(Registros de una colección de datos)
- - - -
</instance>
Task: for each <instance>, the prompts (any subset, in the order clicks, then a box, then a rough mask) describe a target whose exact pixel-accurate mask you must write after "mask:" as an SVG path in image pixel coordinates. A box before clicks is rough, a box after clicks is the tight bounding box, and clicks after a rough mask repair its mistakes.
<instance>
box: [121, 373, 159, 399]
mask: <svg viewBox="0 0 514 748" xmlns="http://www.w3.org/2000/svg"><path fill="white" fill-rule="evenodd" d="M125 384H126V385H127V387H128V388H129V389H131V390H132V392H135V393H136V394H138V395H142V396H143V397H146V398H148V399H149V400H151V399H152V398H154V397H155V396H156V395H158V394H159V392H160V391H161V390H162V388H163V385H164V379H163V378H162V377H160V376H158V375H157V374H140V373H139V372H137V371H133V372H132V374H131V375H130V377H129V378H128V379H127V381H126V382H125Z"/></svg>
- - - -
■ **ORDEN DE TRABAJO**: Copia sin cambios las líneas que van desde el comienzo de los datos hasta la línea que contiene "box: [121, 373, 159, 399]", incluida esta última.

■ **SOLUCIÓN ESCRITA**:
</instance>
Task: for each <instance>, the prompts (any subset, in the order clicks, then a box, then a rough mask) describe a target whose exact pixel-accurate mask you must write after "mask:" as an SVG path in image pixel coordinates. A box before clicks is rough, a box after clicks is the tight bounding box, and clicks after a rough mask repair its mistakes.
<instance>
box: [121, 373, 159, 399]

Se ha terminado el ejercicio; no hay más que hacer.